---------- Items ----------

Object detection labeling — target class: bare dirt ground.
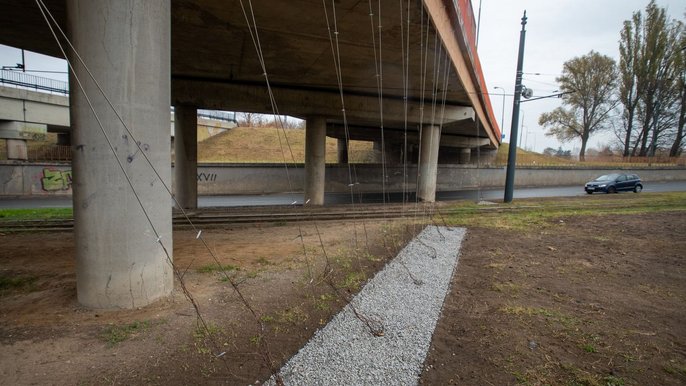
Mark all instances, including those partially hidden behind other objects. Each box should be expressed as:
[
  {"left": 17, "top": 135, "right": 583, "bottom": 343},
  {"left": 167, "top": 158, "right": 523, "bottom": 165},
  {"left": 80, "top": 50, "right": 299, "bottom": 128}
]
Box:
[
  {"left": 0, "top": 212, "right": 686, "bottom": 385},
  {"left": 421, "top": 212, "right": 686, "bottom": 385},
  {"left": 0, "top": 221, "right": 413, "bottom": 385}
]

----------

**What is asked:** Please rewrite the listing above with "instances" changed to "occurrences" and everything else left as is. Leave the pictures out.

**Response:**
Object detection labeling — target class: bare dirt ground.
Mark all occurrences, including those partially hidden behind other objects. Each box should be expressed as:
[
  {"left": 17, "top": 135, "right": 583, "bottom": 343},
  {"left": 167, "top": 158, "right": 523, "bottom": 165},
  {"left": 80, "top": 50, "right": 299, "bottom": 128}
]
Box:
[
  {"left": 0, "top": 212, "right": 686, "bottom": 385},
  {"left": 421, "top": 212, "right": 686, "bottom": 385},
  {"left": 0, "top": 221, "right": 413, "bottom": 385}
]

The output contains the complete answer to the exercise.